====== Supplied material ======

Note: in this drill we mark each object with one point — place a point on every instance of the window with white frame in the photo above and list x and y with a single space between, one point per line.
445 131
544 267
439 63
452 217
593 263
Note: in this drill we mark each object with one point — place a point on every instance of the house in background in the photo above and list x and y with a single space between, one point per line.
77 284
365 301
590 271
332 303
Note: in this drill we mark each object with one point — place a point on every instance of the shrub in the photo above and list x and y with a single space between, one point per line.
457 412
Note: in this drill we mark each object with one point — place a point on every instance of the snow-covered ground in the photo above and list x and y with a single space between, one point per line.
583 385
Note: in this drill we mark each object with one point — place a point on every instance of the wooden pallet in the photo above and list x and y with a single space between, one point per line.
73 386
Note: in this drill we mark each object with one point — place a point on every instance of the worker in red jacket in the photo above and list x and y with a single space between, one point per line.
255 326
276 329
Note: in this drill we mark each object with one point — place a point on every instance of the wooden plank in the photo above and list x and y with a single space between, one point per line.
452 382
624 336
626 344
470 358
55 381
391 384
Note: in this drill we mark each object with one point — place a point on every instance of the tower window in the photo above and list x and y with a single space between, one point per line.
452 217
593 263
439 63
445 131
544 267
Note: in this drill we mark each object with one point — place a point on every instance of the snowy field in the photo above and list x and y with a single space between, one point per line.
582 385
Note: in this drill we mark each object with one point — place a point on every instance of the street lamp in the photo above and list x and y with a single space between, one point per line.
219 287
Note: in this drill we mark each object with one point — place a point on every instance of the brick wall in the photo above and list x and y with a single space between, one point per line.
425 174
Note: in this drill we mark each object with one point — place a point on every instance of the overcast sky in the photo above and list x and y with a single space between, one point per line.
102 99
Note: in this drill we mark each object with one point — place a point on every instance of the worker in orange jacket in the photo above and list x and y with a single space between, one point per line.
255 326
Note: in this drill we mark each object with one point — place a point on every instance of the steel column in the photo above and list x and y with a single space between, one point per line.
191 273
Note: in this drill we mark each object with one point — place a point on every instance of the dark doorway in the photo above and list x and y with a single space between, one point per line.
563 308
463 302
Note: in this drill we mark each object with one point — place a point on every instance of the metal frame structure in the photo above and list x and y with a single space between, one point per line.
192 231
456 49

======

## [Try it]
Set down each entry exactly, leaving none out.

## [Reply]
Note: in this drill we mark each object with one point — place a point on every instance of the window with white frame in the photo above and list x and y with a single space between, one point per line.
445 131
544 267
439 63
452 217
593 263
Note: in this drill we mark each object with one point — place a point on every instance of the house in background in the photo above and list x and y with a single space between, one point per line.
77 284
365 301
590 271
332 303
Note: in this drill we mark each object with one point — place a point on every instance of the shrub in the photo above and list x and y with a single space between, one point per line.
457 412
Note: in this drill we mark each object with one point — place a point on every instance of the snow-covered ground in the photo above and list x and y with a single space between, one point per line.
583 385
Note: in this drill we mark each object with one point — place a point on every instance of the wooden pallet in the photo above and list x and y with a single space between, one point per line.
73 386
Note: in this drill we mark each object with one point — place a point on every instance of the worker in red jacket in the photo above and list x and y with a single space between, one point per line.
255 326
276 329
Note: in this drill we mark each object with one point — place a point on every instance of the wooden plank in the photo above and list x and y with a single space between, one point per line.
452 382
624 336
626 344
470 358
55 381
391 384
Note: in this drill we mark each object with one point — place a point on every instance of the tower window in the photo above and list x and y with a single space between, one point per line.
452 217
593 263
439 63
445 131
544 267
Note: in this drill we mark each object with one point — place a point on every instance of the snowy field in the photo above and list x and y with a single space between, one point per line.
582 385
Note: in this drill we mark each object with one point — place a point on every instance of the street lamp in the photo above and list x and y with a single space between, one point per line.
219 287
Note: in this drill we mark each object with one point — place a point on every instance of the brick wall in the photo above and list x and y with a single space between, one point per line.
425 174
Note: in this drill we mark each object with one point — place a point on every instance of the overcast sky in the photo above and list x and y with a single space between, one point per line.
102 99
Note: in this drill we mark each object with one point — place a point on every instance of the worker in orange jacket in the photo above and list x and y with a single space between, one point per line.
255 326
Note: in this drill we mark each object with one point — place a point on every instance of the steel column in the photo above and list x and y with a single space between, one point per line.
191 273
Note: in this drill we mark each object with one point — place a point on every instance of the dark doorway in the photo above and list x and y with a single space between, one point per line.
563 308
463 302
Note: in this drill we mark each object with one point — place a point on every instance of the metal frame structure in the photo above and list x and y with a single space between, one point per line.
192 231
456 49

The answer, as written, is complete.